Location identification entries:
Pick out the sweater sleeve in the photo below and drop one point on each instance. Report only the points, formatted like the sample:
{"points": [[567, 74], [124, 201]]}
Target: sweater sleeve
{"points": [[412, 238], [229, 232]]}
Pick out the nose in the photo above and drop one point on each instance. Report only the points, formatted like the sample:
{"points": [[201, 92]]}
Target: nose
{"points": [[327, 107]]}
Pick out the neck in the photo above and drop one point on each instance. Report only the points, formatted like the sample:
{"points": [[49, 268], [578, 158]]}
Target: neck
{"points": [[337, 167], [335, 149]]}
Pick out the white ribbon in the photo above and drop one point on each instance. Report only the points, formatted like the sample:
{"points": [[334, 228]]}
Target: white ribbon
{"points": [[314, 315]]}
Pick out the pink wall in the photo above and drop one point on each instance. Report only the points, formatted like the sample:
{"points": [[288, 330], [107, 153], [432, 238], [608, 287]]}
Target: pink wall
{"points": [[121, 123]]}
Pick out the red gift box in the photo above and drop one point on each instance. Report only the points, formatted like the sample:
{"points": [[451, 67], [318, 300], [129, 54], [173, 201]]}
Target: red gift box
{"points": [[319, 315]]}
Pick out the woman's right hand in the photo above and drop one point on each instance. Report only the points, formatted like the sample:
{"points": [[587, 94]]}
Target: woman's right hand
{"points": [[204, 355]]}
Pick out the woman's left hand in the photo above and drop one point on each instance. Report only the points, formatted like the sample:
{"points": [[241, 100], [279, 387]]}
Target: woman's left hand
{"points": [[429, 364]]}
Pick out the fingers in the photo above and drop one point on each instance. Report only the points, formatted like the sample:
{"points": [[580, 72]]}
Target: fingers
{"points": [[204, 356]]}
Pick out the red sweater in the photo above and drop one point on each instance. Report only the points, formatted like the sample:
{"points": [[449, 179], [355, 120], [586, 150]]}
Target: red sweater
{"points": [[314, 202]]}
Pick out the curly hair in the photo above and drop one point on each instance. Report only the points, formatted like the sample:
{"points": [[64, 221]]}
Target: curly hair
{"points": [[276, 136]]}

Given request: Rewrite all of the data above, switching every "drop one point" to "place one point" and leaving everything else unchanged.

Complete output:
Pick out the sweater sleeve in the photo below and place one point on each instance. Report only the points, formatted like the sample:
{"points": [[567, 74], [124, 201]]}
Target: sweater sleeve
{"points": [[412, 238], [229, 232]]}
Pick out the nose in the photo above and place one point on each instance. Report only the points, formatted like the sample:
{"points": [[201, 92]]}
Target: nose
{"points": [[327, 107]]}
Pick out the neck in the photo above and place one point on each instance. Report only the points, formatted like the sample:
{"points": [[49, 268], [578, 158]]}
Target: neck
{"points": [[337, 167], [335, 149]]}
Pick out the white ribbon in the photo above and place one point on each instance. Report only the points, formatted like the sample:
{"points": [[334, 228]]}
Target: white ribbon
{"points": [[314, 315]]}
Pick out the pink wall in the photo above and place one point on each instance. Report only the points, formatted like the sample:
{"points": [[288, 330], [107, 153], [432, 238], [608, 287]]}
Target: pink wall
{"points": [[121, 123]]}
Pick out the red gift box in the photo above and place one point on each instance. Report only the points, formatted like the sample:
{"points": [[451, 67], [318, 300], [129, 54], [173, 201]]}
Target: red gift box
{"points": [[319, 315]]}
Pick out the woman's right hand in the photo above and place one point on each instance. Report only the points, formatted like the sample:
{"points": [[587, 94]]}
Target: woman's right hand
{"points": [[204, 355]]}
Pick out the woman's left hand in the photo above and place one point on each instance. Report only the points, formatted like the sample:
{"points": [[241, 100], [279, 387]]}
Target: woman's left hand
{"points": [[429, 364]]}
Pick out the fingers in the photo above and place one point on each instance. Report only the points, formatted like the sample:
{"points": [[580, 72]]}
Target: fingers
{"points": [[204, 356]]}
Pick out the red sweater in the photo above and place one point on each instance. Report only the points, formatted like the sample:
{"points": [[449, 179], [355, 120], [586, 150]]}
Target: red sweater
{"points": [[314, 202]]}
Pick out the curly hair in the photo above and place one point on each instance. Report only the points, formatted like the sample:
{"points": [[64, 221]]}
Target: curly hair
{"points": [[276, 136]]}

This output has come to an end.